======== Entries provided

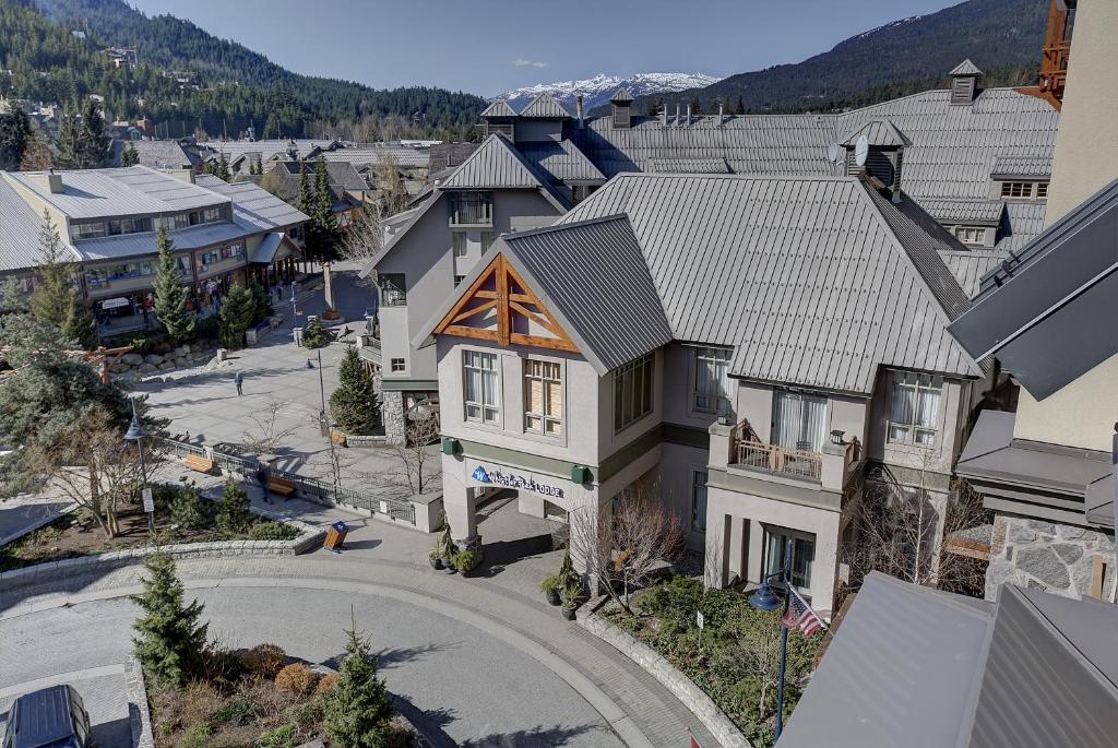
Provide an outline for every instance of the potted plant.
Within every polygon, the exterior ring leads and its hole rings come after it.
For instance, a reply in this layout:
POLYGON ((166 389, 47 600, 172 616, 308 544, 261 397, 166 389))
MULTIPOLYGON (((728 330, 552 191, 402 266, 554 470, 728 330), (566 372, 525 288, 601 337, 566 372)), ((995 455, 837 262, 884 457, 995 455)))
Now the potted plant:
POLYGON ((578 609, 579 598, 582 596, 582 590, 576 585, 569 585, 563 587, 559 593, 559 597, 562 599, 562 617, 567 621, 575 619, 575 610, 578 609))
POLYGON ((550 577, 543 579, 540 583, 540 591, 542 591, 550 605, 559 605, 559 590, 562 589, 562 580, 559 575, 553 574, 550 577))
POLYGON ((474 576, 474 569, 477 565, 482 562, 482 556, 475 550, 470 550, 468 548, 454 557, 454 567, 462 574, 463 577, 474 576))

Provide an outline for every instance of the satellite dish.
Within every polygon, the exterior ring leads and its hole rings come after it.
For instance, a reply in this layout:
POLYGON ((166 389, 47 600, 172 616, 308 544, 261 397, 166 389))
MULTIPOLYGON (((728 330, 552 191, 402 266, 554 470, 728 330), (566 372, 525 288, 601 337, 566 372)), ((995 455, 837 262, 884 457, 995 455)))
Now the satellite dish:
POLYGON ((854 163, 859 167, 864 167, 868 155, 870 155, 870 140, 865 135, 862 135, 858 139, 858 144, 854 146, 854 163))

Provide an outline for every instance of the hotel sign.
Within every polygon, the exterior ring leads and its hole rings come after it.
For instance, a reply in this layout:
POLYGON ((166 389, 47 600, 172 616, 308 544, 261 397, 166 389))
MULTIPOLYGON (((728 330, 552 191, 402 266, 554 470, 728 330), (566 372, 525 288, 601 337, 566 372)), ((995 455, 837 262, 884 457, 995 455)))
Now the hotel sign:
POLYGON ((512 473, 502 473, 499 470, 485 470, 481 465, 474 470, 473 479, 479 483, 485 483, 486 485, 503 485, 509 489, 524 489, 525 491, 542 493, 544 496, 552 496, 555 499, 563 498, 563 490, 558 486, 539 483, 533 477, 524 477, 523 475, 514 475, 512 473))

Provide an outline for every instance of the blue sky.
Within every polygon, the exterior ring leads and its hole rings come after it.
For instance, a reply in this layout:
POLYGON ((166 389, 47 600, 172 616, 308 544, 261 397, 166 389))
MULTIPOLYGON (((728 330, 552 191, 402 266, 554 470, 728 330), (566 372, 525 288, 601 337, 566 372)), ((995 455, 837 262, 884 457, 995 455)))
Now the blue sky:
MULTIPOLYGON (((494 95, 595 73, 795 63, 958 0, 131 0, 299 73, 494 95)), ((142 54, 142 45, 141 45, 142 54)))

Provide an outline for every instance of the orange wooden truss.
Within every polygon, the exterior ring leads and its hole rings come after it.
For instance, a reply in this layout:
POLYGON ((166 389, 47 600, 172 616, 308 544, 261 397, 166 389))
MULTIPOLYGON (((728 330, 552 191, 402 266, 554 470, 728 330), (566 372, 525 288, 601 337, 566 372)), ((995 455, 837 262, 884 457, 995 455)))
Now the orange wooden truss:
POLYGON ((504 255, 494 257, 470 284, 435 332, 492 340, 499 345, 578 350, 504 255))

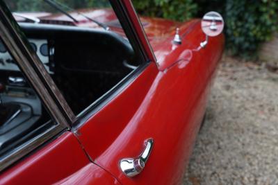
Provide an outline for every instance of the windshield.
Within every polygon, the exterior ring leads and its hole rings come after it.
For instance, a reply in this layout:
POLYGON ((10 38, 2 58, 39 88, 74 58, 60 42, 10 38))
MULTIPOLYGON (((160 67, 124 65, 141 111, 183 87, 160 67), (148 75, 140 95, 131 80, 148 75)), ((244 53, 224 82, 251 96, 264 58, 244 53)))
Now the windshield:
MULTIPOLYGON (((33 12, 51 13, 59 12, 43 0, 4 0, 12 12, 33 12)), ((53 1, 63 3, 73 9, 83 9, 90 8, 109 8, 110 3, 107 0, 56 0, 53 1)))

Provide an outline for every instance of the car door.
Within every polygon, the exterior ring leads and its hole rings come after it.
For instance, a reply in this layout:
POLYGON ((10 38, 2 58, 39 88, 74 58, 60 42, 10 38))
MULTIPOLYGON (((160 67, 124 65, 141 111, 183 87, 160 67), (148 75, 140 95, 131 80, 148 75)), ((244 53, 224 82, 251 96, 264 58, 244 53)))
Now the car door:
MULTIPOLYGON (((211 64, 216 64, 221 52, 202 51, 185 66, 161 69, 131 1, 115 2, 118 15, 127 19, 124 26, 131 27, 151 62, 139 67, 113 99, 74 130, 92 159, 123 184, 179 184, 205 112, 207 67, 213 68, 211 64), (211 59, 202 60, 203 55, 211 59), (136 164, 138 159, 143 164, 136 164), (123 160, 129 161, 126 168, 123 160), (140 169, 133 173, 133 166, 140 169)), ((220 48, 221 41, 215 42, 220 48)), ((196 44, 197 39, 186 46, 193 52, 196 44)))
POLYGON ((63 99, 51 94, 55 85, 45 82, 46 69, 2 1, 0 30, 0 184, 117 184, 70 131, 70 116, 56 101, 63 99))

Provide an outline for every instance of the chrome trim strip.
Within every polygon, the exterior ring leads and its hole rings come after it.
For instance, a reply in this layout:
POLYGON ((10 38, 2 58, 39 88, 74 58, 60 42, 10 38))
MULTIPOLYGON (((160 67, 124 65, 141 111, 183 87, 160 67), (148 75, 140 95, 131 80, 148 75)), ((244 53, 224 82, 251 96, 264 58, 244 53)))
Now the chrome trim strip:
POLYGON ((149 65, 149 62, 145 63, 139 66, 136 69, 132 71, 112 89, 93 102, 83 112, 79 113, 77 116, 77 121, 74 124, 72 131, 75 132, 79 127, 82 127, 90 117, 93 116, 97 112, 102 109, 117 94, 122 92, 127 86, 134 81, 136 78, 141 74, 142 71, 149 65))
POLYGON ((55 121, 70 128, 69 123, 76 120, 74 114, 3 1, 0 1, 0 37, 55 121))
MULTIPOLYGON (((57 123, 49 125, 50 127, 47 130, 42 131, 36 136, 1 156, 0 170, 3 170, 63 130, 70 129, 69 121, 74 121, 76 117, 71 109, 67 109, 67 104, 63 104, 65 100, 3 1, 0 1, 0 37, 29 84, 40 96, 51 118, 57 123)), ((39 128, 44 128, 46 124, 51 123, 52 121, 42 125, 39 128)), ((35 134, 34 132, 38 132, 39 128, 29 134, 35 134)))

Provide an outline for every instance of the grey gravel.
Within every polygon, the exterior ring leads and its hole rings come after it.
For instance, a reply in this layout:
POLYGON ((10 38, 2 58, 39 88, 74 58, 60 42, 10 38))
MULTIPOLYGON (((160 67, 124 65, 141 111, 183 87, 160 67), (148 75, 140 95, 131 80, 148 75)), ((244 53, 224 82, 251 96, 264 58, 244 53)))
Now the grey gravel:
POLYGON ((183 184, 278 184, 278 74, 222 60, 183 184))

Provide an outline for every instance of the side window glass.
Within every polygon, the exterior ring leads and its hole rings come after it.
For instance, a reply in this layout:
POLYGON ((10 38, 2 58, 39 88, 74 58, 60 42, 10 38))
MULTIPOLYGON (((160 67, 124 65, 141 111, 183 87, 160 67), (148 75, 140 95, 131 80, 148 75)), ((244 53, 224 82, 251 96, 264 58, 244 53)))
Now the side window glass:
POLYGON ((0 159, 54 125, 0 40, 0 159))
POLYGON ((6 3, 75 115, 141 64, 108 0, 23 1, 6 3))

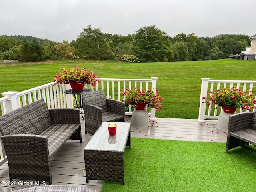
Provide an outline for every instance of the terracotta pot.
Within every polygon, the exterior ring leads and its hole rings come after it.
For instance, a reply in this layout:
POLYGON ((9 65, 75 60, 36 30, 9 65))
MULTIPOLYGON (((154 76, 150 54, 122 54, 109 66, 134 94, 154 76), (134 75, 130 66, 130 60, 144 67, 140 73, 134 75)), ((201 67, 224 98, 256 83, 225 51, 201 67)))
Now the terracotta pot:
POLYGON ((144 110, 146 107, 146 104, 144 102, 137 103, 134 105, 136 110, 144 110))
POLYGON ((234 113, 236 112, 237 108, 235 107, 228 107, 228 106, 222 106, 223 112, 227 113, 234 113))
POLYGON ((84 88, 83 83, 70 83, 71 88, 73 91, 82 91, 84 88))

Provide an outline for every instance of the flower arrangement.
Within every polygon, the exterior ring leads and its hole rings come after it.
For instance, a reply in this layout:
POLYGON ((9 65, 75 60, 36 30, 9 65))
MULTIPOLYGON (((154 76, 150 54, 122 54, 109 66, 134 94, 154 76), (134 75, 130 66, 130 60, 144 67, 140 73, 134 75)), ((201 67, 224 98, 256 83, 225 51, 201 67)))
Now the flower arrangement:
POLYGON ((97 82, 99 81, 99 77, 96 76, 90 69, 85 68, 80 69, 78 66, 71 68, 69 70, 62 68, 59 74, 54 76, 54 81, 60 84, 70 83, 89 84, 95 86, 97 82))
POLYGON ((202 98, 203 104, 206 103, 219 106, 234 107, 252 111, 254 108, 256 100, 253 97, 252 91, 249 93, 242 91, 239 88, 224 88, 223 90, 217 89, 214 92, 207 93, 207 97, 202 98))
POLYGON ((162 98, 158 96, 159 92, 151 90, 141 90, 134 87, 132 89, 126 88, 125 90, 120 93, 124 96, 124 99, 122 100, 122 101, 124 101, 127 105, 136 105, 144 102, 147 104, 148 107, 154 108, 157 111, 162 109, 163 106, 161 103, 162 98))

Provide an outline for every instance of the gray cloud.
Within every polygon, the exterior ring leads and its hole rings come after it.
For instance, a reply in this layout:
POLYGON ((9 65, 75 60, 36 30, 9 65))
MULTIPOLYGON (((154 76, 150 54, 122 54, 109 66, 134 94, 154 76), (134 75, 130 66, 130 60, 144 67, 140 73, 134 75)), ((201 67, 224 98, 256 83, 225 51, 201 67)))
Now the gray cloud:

================
======== Entries provided

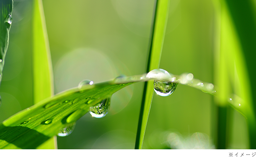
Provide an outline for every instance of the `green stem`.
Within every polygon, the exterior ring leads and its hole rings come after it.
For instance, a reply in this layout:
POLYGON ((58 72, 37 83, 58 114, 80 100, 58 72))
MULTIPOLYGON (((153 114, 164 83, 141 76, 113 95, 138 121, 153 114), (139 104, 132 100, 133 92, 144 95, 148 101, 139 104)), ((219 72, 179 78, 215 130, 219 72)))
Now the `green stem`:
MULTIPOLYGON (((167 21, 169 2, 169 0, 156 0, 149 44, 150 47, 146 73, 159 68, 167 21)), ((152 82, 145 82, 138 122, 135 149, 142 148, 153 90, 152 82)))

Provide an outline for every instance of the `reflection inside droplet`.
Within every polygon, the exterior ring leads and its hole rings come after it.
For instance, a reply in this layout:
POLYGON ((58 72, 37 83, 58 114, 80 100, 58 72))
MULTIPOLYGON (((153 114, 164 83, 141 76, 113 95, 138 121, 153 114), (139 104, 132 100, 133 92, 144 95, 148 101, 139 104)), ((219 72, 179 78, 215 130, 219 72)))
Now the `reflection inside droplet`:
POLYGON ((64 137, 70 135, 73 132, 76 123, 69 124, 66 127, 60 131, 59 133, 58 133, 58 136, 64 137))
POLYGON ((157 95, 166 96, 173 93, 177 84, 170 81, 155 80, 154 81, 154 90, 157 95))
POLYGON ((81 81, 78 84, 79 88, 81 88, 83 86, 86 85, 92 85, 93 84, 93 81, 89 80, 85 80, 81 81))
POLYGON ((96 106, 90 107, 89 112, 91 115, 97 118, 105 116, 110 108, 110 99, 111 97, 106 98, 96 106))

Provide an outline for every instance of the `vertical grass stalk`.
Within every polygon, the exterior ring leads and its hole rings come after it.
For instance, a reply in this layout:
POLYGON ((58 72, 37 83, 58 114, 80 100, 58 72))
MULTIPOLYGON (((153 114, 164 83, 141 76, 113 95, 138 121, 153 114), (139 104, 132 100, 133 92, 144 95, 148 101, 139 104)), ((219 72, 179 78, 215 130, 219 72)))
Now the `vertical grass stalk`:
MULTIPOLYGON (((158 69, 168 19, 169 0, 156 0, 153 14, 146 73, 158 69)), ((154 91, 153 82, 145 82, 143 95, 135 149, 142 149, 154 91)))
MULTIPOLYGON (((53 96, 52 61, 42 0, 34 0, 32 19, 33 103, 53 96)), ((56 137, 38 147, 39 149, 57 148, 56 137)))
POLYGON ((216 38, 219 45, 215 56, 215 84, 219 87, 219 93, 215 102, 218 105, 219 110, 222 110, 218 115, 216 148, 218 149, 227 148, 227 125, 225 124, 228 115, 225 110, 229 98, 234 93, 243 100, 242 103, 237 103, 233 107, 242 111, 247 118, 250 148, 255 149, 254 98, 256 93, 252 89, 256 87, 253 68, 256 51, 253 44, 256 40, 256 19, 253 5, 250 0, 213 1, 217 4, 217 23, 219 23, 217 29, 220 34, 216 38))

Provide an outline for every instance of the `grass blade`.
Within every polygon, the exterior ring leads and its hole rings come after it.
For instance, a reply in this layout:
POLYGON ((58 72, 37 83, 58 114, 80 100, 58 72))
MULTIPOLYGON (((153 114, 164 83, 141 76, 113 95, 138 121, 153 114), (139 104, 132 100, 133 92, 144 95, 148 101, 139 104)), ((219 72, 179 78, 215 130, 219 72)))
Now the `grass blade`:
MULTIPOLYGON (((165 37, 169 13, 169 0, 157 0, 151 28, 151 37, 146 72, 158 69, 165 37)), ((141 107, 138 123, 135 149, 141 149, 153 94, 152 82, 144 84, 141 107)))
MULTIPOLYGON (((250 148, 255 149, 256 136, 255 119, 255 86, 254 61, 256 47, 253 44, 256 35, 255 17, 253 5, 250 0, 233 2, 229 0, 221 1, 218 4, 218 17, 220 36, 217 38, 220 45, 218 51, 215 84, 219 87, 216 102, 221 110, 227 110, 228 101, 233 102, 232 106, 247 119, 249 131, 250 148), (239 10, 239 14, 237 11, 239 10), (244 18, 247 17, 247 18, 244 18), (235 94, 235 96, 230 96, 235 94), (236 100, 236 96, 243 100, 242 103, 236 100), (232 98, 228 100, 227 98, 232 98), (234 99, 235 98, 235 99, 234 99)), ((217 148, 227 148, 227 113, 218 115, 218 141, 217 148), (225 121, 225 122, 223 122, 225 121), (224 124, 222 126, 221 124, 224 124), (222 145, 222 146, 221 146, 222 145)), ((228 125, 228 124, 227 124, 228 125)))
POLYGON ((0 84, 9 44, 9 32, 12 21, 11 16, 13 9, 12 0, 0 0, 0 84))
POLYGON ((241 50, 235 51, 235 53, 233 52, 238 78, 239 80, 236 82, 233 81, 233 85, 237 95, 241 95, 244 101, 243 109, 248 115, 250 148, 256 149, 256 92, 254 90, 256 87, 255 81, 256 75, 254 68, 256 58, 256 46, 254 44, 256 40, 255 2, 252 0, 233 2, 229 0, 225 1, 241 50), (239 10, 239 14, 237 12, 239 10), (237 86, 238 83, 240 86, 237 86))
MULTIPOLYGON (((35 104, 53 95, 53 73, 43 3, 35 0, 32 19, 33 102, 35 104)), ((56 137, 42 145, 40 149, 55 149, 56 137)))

================

• Aim: Reproduce the data line for line, starting at the line that contains "Provide an outline for every instance of the potted" and ending at the line that contains "POLYGON ((512 473, 502", with both of those lines included.

• Written reply:
Provide an outline for every instance of the potted plant.
Within every polygon, the exterior ring leads and its hole rings come after it.
For instance, a reply in this layout:
POLYGON ((166 389, 47 600, 172 616, 308 544, 261 397, 166 389))
MULTIPOLYGON (((728 330, 552 191, 402 266, 554 470, 728 330), (566 372, 525 288, 601 337, 566 372)), ((995 455, 837 262, 884 457, 995 455)))
Now the potted plant:
POLYGON ((578 609, 579 598, 582 596, 582 590, 576 585, 569 585, 563 587, 559 593, 559 597, 562 599, 562 617, 567 621, 575 619, 575 610, 578 609))
POLYGON ((550 577, 543 579, 540 583, 540 591, 542 591, 550 605, 559 605, 559 590, 562 589, 562 580, 559 575, 553 574, 550 577))
POLYGON ((474 576, 474 569, 477 565, 482 562, 482 556, 475 550, 470 550, 468 548, 454 557, 454 567, 462 574, 463 577, 474 576))

Provide an outline for every instance of the satellite dish.
Within every polygon, the exterior ring leads and its hole rings come after it.
For instance, a reply in this layout:
POLYGON ((166 389, 47 600, 172 616, 308 544, 261 397, 166 389))
MULTIPOLYGON (((728 330, 552 191, 402 266, 554 470, 728 330), (566 372, 525 288, 601 337, 566 372)), ((995 455, 837 262, 884 457, 995 455)))
Now the satellite dish:
POLYGON ((854 163, 859 167, 864 167, 868 155, 870 155, 870 140, 865 135, 862 135, 858 139, 858 144, 854 146, 854 163))

Provide an outline for every instance of the hotel sign.
Within every polygon, the exterior ring leads and its hole rings come after it.
For instance, a reply in this layout:
POLYGON ((166 389, 47 600, 172 616, 308 544, 261 397, 166 389))
MULTIPOLYGON (((728 330, 552 191, 402 266, 554 470, 728 330), (566 372, 525 288, 601 337, 566 372)), ((995 455, 837 262, 884 457, 995 455)))
Now the hotel sign:
POLYGON ((512 473, 502 473, 499 470, 485 470, 481 465, 474 470, 473 479, 479 483, 485 483, 486 485, 503 485, 509 489, 524 489, 525 491, 542 493, 544 496, 552 496, 555 499, 563 498, 563 490, 558 486, 539 483, 533 477, 524 477, 523 475, 514 475, 512 473))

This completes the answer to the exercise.